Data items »
=== Begin Enclosure ===
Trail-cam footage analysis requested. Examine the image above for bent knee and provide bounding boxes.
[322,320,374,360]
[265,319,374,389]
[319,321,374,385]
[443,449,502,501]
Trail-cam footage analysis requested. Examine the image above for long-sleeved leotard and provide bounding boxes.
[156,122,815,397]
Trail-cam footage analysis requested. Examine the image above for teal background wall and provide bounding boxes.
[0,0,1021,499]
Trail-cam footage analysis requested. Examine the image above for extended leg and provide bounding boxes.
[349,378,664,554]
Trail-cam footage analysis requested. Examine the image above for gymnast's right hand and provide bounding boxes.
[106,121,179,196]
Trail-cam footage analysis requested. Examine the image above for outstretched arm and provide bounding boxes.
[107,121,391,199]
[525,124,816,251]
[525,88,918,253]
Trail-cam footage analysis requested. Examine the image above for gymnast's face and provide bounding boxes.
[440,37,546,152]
=== End Enclosure ===
Each line of the data is to be transcribed exactly.

Trail-cam footage analysis requested. Examine the image above for bent knee and provide bounding boxes.
[322,320,374,360]
[265,319,374,389]
[319,321,374,385]
[443,449,502,501]
Trail-cam footage analysis requested. Examine the image above for long-sleeved leotard and provide bounding boxes.
[156,122,815,397]
Trail-cam footage analysis requested. Examine the image above for teal background wall and provide bounding boxes.
[0,0,1021,499]
Trail-cam footage analysis requested. Examine the image above for extended leg and provide bounding boxes.
[349,378,664,554]
Trail-cam footage analysis requested. Examine the image above for gymnast's right hand and provide bounding boxes.
[106,121,179,196]
Trail-cam footage analysis requested. Examine the image above for outstretched arm and provide bounding boxes.
[107,121,391,199]
[525,124,816,251]
[525,88,918,253]
Trail-cam footage analysis requested. Examine the image above for gymnast's face and provide bounding boxes.
[440,37,546,152]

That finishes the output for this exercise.